# So who has the new ION auger?



## HunterHads (Jun 28, 2005)

I work at Jays in Gaylord and we have been selling them like crazy. I love the feel of them and hope to get one out on the ice sometime this winter to play with it myself. Who has bought one and how do you like it? Does it get the battery life they say and does it cut smoth?


----------



## perchkilla (Oct 11, 2010)

I bought one when they were on pre order. Once I got it I hated the delay. And the trigger feels cheap so I took it back. Got the lith ice gator and the thing is awesome. 


Posted using Outdoor Hub Campfire


----------



## walleyeassasin (Jan 9, 2010)

Seen a couple guys on vandy today using them..seems to cut great..they were cutting alot of holes and borrowing it out.

posted using Outdoor Hub Campfire


----------



## LunkerMan (Jan 4, 2013)

I just used mine today and its more than awesome! Cuts with absolutely no effort. Battery is awesome. I think you can drill even more than 40 holes on one battery if the ice is 5-6 inches. Don't have a single negative thing to say about it 


Posted using Outdoor Hub Campfire


----------



## naterade (Nov 30, 2008)

what are the blade specs on them? are they interchangeable with mora or laser?

The battery life/number of holes is going to be directly proportionate to the sharpness of the cutting blade. That's the only thing I would hesitate on if I was buying one.

well, not the only thing, but one of the major items. I guess if it were a decision about electric, then battery replacement cost, ability to wire to conventional battery, overall construction, and warranty would be the others.


----------



## breminnie (Aug 14, 2012)

Have had mine out a few times and so far its bad ass. Cuts smooth and im getting great battery life. Yesterday we cut 50-60 holes through 5 inches and we had battery left. witch was the most ive cut in 1 day so far. totally unbelievable.Watched a guy try to start a gas auger that never did start he ended up spudding his holes. but in the 10 minutes he was yanking on his auger I cut 20 holes (3 of us fishing). only time will tell the whole story, but its the best so far. Very lite does not beat you up and opens old holes with ease. best tool since my flasher. There were other gas augers out there and i would wait for them to start a hole and I would start and it out them but who knows how shape their blades were. Heading back out now for another day on the ice. tight lines.
▬▬▬▬▬▬
• Goal: From the forum thread about the ION auger above, set down word for word the passage between "## perchkilla (Oct" and "thing is awesome.", inclusive.

• Dataset section:
▬▬▬▬▬▬
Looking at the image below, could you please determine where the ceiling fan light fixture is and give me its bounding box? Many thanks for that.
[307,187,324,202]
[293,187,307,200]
▬▬▬▬▬▬
• Written answer:
## perchkilla (Oct 11, 2010)

I bought one when they were on pre order. Once I got it I hated the delay. And the trigger feels cheap so I took it back. Got the lith ice gator and the thing is awesome.